# [Problem requirements]
For the listing below, return the line containing "locate hoodie hood --format jsonl", the line containing "locate building window --format jsonl", and all lines in between, exactly as written and nothing else.
————
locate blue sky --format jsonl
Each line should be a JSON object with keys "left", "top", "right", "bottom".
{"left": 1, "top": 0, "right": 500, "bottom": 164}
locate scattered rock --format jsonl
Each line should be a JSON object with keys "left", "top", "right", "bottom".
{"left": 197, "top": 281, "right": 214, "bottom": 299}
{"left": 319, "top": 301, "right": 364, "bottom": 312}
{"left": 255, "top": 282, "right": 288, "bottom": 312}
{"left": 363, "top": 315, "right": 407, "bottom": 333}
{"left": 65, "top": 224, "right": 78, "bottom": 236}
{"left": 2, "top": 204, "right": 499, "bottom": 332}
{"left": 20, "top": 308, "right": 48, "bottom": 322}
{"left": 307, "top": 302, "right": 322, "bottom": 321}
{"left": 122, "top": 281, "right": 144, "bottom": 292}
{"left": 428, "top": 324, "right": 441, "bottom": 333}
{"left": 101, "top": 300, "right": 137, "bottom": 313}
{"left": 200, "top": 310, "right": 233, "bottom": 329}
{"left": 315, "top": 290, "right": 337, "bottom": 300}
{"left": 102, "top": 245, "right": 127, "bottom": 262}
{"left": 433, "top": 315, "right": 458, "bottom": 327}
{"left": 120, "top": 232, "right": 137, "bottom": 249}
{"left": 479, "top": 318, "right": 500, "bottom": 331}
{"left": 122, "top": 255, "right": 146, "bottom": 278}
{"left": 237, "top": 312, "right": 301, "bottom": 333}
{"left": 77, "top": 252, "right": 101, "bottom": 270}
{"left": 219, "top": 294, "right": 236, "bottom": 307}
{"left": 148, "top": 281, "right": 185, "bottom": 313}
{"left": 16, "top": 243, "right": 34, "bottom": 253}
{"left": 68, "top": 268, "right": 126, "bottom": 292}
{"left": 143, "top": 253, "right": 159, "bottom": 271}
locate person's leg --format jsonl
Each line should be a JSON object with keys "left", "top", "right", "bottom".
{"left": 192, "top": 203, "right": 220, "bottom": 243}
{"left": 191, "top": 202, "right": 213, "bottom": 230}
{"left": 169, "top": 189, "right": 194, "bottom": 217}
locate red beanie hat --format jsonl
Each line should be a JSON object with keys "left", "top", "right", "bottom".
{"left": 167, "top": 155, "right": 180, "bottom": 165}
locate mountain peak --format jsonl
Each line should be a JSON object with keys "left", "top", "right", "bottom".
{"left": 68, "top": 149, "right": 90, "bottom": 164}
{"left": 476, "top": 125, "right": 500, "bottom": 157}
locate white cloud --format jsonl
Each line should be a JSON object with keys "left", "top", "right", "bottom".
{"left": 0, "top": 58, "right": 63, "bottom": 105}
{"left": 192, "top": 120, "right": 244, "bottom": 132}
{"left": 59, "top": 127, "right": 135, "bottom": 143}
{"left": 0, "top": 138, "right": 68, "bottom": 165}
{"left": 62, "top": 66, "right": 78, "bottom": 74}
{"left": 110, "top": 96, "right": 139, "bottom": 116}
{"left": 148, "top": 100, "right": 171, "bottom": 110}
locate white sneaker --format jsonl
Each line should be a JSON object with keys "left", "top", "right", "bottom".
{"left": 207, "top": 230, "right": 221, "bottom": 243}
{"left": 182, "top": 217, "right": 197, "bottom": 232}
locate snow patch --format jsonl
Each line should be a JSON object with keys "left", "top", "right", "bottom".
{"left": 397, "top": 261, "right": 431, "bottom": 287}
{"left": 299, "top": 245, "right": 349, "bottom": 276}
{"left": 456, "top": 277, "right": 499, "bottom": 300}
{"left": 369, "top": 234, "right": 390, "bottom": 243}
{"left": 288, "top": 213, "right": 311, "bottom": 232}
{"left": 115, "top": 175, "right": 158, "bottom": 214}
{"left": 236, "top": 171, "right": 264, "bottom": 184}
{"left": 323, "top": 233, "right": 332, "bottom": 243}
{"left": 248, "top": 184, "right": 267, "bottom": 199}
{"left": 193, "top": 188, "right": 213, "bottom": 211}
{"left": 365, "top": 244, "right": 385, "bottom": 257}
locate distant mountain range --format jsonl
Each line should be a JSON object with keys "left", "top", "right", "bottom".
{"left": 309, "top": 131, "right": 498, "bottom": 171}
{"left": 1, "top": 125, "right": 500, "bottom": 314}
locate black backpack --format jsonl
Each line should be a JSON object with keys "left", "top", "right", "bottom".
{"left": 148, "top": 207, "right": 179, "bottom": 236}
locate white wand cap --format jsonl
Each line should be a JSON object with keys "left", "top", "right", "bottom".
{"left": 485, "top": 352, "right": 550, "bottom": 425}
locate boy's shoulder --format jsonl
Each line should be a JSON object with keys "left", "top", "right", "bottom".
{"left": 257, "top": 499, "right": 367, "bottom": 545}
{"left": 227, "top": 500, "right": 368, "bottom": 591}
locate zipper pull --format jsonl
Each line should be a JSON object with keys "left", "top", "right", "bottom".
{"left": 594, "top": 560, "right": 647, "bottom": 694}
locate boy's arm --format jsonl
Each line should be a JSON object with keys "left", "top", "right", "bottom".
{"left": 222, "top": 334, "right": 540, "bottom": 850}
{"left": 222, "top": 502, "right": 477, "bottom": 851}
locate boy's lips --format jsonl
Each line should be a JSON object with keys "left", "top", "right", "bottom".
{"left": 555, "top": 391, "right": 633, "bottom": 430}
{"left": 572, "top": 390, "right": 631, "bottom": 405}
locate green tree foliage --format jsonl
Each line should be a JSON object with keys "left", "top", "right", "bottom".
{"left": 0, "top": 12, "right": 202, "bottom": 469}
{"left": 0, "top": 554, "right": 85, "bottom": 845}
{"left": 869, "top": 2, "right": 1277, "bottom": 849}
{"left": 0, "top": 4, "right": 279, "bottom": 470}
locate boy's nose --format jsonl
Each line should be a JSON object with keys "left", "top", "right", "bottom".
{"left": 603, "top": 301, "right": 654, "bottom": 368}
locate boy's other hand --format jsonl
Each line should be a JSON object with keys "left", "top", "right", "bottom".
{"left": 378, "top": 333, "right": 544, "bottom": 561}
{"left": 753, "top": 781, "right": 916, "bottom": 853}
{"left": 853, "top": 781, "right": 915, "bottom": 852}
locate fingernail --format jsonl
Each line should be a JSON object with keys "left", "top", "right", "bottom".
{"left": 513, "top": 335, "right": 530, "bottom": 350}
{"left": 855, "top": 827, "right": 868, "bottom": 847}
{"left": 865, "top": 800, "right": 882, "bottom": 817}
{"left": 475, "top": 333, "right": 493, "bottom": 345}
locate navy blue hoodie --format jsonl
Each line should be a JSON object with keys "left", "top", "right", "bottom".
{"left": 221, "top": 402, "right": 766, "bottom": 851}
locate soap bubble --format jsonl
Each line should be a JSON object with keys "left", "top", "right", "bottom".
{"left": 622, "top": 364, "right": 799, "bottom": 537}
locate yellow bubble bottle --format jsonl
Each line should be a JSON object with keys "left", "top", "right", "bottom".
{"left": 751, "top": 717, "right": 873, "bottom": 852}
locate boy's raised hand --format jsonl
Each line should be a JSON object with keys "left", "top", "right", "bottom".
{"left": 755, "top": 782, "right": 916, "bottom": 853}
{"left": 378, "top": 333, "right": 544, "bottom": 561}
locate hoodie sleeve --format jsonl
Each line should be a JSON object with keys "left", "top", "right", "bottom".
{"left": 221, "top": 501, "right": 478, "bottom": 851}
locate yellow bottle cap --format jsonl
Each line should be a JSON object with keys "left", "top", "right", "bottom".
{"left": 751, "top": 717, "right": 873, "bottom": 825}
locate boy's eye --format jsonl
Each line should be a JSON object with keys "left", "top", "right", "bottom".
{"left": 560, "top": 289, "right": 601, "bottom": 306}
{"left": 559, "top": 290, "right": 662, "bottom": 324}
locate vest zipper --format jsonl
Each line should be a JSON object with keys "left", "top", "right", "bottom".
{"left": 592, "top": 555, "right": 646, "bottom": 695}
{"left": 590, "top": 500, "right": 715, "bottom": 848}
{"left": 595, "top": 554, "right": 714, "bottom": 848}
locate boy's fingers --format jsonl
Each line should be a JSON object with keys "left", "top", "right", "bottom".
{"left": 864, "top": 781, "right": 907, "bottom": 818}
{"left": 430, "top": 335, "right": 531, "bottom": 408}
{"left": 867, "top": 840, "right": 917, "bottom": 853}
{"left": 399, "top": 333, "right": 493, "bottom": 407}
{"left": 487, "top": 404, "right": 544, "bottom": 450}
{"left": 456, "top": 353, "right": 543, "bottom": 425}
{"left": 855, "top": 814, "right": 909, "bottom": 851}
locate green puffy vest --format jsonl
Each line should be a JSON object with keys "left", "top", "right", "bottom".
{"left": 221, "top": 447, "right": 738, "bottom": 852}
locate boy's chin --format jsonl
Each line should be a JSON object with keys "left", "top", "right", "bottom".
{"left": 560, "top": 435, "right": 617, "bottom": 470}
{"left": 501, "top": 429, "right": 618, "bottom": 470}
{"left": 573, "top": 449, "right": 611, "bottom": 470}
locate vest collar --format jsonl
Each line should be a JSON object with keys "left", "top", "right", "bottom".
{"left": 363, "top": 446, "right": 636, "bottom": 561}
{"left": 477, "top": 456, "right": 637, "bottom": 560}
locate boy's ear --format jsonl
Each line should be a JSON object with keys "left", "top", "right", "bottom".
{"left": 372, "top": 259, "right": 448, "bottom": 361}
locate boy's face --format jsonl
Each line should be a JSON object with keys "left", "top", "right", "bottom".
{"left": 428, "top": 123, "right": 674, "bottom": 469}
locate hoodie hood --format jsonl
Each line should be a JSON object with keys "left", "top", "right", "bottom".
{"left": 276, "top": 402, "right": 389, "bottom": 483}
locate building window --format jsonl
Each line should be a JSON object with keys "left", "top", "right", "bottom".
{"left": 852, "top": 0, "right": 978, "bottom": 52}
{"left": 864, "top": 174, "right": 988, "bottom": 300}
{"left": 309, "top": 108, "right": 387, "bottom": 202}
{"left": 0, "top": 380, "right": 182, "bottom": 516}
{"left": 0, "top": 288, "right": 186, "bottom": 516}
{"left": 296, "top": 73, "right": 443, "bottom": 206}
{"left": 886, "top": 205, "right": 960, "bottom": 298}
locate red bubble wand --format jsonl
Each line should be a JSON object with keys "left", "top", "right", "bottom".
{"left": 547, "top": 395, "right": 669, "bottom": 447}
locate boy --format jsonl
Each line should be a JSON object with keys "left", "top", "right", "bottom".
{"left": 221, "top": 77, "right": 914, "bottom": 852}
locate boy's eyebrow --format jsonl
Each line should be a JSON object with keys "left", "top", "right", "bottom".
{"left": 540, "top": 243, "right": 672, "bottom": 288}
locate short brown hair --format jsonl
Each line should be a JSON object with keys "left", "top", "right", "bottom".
————
# [Solved problem]
locate hoodie hood --format jsonl
Each line should be a JSON object with keys "left", "top", "right", "bottom".
{"left": 276, "top": 402, "right": 389, "bottom": 483}
locate building window --format jsonl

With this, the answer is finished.